* start Entries shown *
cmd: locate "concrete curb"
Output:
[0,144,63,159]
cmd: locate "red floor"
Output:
* end Entries shown *
* start Entries shown *
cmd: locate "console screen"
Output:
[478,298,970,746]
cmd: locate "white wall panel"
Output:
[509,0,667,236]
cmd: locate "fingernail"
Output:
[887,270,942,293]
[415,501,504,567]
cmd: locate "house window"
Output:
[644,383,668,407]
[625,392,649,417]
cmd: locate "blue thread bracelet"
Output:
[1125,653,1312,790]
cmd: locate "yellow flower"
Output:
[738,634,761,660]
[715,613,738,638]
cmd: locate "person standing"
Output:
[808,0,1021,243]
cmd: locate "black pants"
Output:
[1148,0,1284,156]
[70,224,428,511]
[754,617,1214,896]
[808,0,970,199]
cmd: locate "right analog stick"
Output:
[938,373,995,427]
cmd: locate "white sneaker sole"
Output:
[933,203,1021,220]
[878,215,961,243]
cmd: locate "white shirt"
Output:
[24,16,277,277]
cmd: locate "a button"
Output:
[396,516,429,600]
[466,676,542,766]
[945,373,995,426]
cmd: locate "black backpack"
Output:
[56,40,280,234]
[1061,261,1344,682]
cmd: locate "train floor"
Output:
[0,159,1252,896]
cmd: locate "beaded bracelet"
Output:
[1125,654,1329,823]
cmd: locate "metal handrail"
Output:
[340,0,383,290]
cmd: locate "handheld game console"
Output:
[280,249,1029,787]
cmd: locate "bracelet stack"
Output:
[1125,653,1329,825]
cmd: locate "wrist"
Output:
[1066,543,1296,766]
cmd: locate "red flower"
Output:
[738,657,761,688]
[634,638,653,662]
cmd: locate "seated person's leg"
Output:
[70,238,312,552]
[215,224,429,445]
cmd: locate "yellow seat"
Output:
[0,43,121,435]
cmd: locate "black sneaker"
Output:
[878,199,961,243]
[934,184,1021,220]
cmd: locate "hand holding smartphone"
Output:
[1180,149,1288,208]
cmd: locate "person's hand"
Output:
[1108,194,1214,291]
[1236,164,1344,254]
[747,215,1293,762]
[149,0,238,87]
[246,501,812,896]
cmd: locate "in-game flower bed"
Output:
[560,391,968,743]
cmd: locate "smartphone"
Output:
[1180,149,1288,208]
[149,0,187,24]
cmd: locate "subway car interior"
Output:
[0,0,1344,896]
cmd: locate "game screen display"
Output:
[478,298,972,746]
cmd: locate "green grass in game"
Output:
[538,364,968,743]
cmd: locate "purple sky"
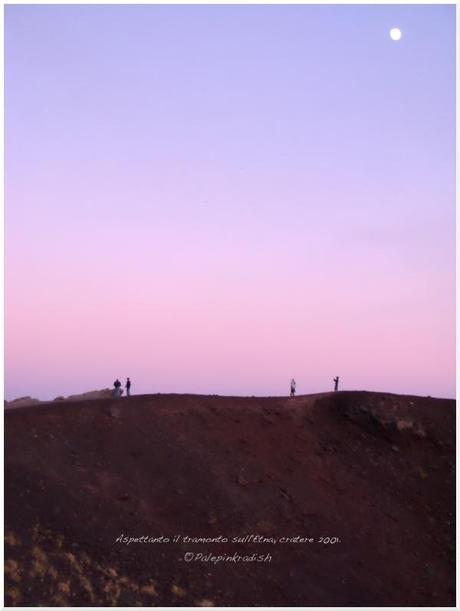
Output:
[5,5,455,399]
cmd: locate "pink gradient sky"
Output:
* end Entries shown *
→ **Instructions to follow**: Collect every line of the records that contains the string "sneaker", treating uppercase and lowercase as different.

→ **Result below**:
cmd: locate "white sneaker sole"
cmd: locate "black sneaker"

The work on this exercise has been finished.